[Dettagli esercizio]: Aggiorna i dati partendo dal loro inizio e arrivando alla riga che contiene "x=247, y=198", inclusa, sostituendo "child" con "kid" e lasciando tutto il resto invariato. Riporta solo quelle righe e tralascia le immagini.

[Estratti di un dataset di annotazioni di posizione]:
_____

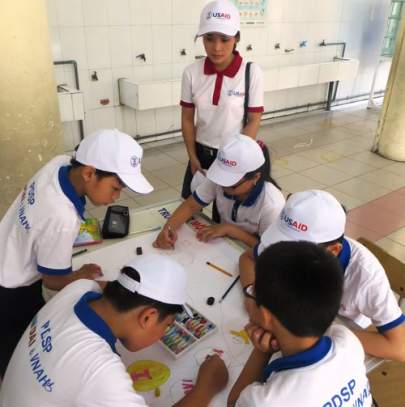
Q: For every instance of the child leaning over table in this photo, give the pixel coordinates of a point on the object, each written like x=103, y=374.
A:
x=297, y=360
x=67, y=355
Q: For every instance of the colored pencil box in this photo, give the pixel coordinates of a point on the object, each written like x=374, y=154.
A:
x=185, y=332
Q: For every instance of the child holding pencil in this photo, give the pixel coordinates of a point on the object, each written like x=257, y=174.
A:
x=247, y=198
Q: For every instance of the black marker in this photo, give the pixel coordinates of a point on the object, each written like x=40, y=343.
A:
x=79, y=252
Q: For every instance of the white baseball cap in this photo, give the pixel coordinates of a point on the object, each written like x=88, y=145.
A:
x=219, y=16
x=237, y=157
x=161, y=279
x=314, y=215
x=116, y=152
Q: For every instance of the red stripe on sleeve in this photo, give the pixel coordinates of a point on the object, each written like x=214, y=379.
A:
x=186, y=104
x=259, y=109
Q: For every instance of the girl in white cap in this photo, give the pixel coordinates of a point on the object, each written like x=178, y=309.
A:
x=38, y=230
x=248, y=199
x=213, y=90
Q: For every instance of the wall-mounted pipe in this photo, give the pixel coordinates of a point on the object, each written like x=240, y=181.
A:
x=77, y=86
x=333, y=86
x=309, y=107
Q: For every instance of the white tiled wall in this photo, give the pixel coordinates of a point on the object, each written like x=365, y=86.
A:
x=106, y=36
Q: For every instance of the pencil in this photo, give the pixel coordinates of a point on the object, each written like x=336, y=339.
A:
x=219, y=269
x=171, y=234
x=79, y=252
x=229, y=289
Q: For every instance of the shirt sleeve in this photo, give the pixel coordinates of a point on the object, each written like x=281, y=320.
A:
x=272, y=208
x=205, y=192
x=54, y=248
x=256, y=90
x=109, y=386
x=186, y=89
x=380, y=304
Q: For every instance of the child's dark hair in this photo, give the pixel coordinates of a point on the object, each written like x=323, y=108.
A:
x=99, y=173
x=124, y=300
x=332, y=242
x=301, y=283
x=265, y=169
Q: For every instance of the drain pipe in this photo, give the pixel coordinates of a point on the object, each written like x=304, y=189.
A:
x=76, y=72
x=333, y=92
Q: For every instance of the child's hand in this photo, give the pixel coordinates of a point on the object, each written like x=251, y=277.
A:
x=166, y=238
x=213, y=374
x=211, y=232
x=262, y=340
x=89, y=271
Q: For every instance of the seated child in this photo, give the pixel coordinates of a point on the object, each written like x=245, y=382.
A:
x=38, y=231
x=247, y=199
x=67, y=355
x=317, y=216
x=297, y=360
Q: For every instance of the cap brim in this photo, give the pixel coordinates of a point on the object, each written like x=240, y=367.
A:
x=136, y=182
x=218, y=28
x=274, y=235
x=221, y=177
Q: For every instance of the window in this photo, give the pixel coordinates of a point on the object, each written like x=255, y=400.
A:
x=392, y=27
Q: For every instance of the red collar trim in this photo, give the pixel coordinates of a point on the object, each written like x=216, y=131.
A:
x=230, y=71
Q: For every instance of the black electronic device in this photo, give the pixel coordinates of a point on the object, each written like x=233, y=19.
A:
x=116, y=222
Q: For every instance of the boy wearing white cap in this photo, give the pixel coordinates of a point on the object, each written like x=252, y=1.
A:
x=298, y=358
x=213, y=89
x=247, y=199
x=67, y=354
x=316, y=216
x=38, y=230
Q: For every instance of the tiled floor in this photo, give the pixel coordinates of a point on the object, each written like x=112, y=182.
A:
x=326, y=150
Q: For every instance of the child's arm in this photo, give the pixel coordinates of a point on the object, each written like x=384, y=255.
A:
x=226, y=229
x=212, y=378
x=389, y=344
x=168, y=236
x=259, y=358
x=57, y=282
x=247, y=268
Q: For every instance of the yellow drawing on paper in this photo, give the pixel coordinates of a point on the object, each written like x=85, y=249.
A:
x=148, y=375
x=241, y=334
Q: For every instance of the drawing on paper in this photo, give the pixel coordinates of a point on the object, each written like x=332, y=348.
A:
x=148, y=375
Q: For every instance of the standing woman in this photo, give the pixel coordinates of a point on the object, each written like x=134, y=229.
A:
x=214, y=89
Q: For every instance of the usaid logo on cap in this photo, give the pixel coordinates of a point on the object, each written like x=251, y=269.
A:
x=134, y=161
x=219, y=15
x=226, y=162
x=293, y=224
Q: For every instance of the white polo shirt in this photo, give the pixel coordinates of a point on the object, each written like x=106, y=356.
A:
x=367, y=295
x=66, y=357
x=254, y=215
x=219, y=98
x=330, y=374
x=38, y=230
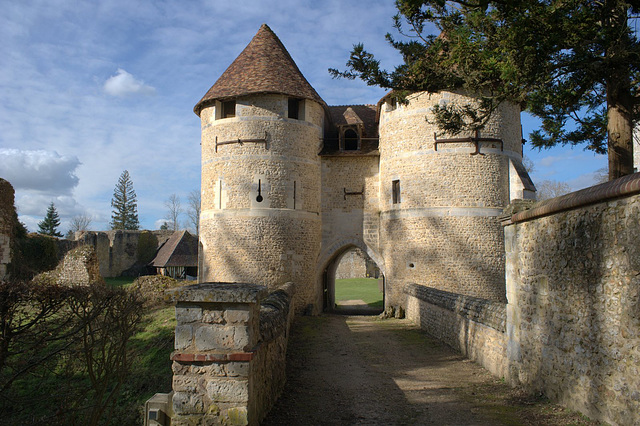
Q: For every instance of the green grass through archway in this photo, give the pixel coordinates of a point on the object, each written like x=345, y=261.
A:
x=365, y=289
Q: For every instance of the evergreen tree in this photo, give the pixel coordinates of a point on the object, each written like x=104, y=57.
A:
x=573, y=63
x=50, y=223
x=125, y=205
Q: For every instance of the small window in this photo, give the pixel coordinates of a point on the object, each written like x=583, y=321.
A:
x=294, y=108
x=395, y=191
x=228, y=109
x=350, y=140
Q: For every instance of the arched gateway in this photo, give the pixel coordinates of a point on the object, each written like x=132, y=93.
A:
x=289, y=184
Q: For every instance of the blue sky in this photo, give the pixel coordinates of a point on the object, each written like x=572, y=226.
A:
x=91, y=88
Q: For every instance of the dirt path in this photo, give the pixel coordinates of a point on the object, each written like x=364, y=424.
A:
x=348, y=370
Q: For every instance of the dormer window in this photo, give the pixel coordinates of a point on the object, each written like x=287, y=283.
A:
x=225, y=109
x=228, y=109
x=350, y=138
x=296, y=109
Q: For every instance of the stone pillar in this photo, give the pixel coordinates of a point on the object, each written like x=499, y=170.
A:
x=216, y=340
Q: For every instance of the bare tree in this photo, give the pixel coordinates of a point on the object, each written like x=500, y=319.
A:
x=551, y=189
x=194, y=210
x=173, y=212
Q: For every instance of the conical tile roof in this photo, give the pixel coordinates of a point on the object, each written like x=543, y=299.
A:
x=264, y=66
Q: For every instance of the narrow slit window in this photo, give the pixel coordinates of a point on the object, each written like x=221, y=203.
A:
x=395, y=191
x=294, y=194
x=294, y=108
x=228, y=109
x=259, y=198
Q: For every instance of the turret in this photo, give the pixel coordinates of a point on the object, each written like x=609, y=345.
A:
x=261, y=132
x=441, y=196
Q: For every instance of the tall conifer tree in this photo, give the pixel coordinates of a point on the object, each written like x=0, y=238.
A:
x=50, y=223
x=125, y=205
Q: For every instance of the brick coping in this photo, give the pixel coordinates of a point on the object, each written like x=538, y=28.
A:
x=212, y=357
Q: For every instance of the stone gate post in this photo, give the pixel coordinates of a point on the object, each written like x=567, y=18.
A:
x=216, y=339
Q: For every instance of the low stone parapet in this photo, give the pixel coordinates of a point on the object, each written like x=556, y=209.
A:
x=474, y=326
x=229, y=362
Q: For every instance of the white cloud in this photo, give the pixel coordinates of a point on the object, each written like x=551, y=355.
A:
x=124, y=84
x=583, y=181
x=39, y=170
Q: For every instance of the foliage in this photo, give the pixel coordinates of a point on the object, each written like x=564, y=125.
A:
x=32, y=254
x=575, y=64
x=125, y=205
x=173, y=212
x=49, y=225
x=193, y=210
x=80, y=222
x=147, y=247
x=108, y=318
x=71, y=341
x=551, y=189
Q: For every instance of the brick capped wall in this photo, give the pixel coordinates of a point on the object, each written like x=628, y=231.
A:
x=573, y=284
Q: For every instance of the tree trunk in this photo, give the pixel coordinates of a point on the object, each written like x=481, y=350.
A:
x=620, y=144
x=619, y=99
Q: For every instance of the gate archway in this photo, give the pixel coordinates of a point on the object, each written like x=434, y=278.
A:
x=328, y=267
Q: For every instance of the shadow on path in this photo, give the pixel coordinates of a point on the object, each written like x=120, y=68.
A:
x=361, y=370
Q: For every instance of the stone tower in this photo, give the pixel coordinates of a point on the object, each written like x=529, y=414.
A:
x=441, y=195
x=261, y=132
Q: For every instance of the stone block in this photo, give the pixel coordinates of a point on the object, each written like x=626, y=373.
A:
x=237, y=369
x=211, y=337
x=183, y=337
x=235, y=316
x=188, y=403
x=188, y=313
x=211, y=316
x=228, y=390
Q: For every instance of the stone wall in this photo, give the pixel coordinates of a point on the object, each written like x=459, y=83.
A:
x=7, y=218
x=356, y=264
x=473, y=326
x=116, y=250
x=260, y=219
x=573, y=286
x=441, y=229
x=230, y=341
x=78, y=267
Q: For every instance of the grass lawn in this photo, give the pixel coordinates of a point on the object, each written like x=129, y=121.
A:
x=365, y=289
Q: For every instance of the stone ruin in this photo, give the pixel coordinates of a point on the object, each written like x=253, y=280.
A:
x=78, y=267
x=7, y=217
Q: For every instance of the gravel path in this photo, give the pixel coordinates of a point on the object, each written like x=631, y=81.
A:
x=361, y=370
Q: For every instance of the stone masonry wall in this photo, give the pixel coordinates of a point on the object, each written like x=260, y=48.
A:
x=573, y=285
x=443, y=231
x=260, y=219
x=353, y=264
x=79, y=267
x=7, y=217
x=475, y=327
x=117, y=250
x=230, y=358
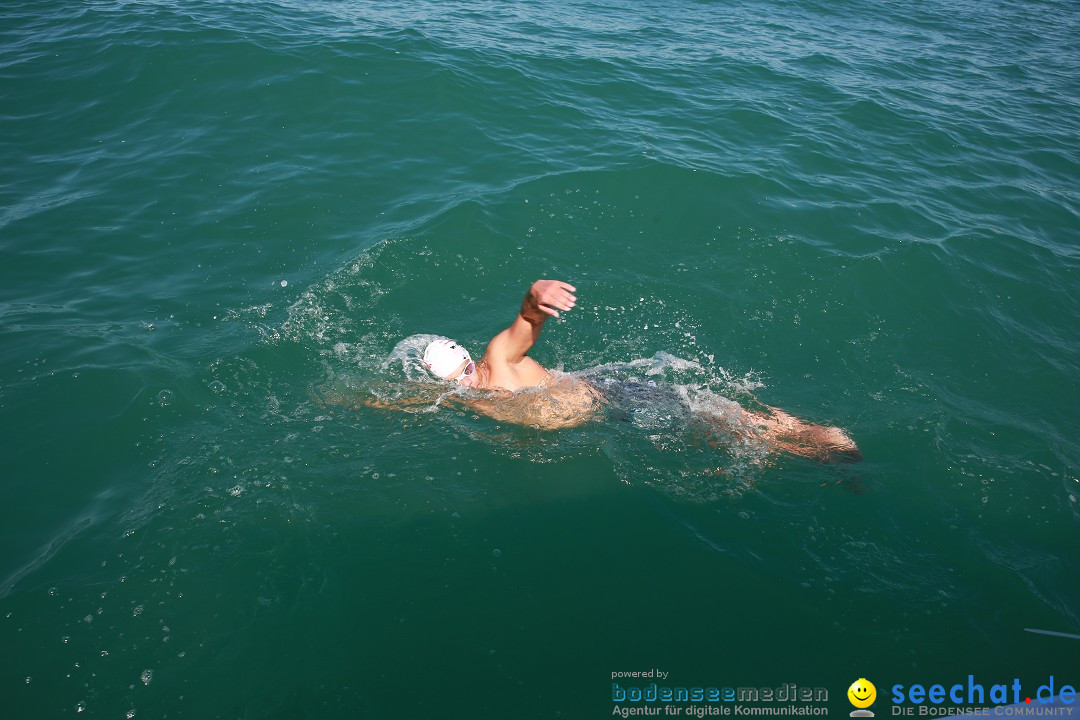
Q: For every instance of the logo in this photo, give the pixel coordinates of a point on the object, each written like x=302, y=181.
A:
x=862, y=693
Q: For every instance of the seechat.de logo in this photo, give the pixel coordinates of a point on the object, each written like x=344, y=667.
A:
x=862, y=693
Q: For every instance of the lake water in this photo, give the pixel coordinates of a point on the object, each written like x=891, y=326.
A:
x=218, y=221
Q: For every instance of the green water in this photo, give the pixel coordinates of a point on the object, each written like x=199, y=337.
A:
x=219, y=219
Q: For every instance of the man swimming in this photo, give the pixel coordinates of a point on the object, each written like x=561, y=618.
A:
x=522, y=391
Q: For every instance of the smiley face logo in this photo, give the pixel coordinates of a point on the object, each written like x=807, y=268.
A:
x=862, y=693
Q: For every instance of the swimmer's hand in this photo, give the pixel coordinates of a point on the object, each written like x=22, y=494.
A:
x=548, y=297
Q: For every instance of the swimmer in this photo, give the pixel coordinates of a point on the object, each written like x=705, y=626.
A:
x=520, y=390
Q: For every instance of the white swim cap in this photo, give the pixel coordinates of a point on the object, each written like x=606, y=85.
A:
x=444, y=356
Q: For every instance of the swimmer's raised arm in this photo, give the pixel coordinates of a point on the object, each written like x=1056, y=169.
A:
x=543, y=300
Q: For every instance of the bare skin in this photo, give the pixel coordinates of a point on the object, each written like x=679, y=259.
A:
x=522, y=391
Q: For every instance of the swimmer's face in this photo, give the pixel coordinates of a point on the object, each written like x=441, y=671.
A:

_____

[Risposta esercizio]:
Q: For every instance of the kid leaning over table in this photo, give the pixel coordinates of a point on the object, each written like x=103, y=374.
A:
x=297, y=360
x=67, y=355
Q: For every instance of the colored pencil box in this photo, give the pixel coordinates of a point on the object, each written like x=374, y=154.
A:
x=185, y=332
Q: For every instance of the kid holding pencil in this photo, give the pixel coordinates of a point on the object, each written like x=257, y=174.
A:
x=247, y=198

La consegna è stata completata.